* TRY IT: Without changing a character, return the entries, but not the images they hold.

[Region pointing data]
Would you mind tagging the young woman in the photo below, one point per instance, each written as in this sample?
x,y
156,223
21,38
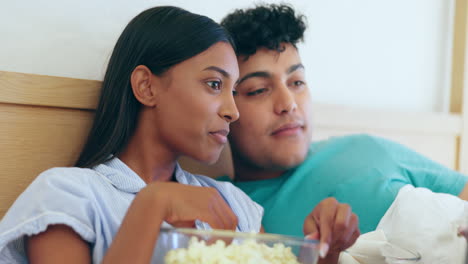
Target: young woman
x,y
167,92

* RESULT OF THE TASK:
Would you mind tagging the young woman in the photo below, one point per instance, each written as in this sample?
x,y
156,223
21,38
Target: young woman
x,y
167,92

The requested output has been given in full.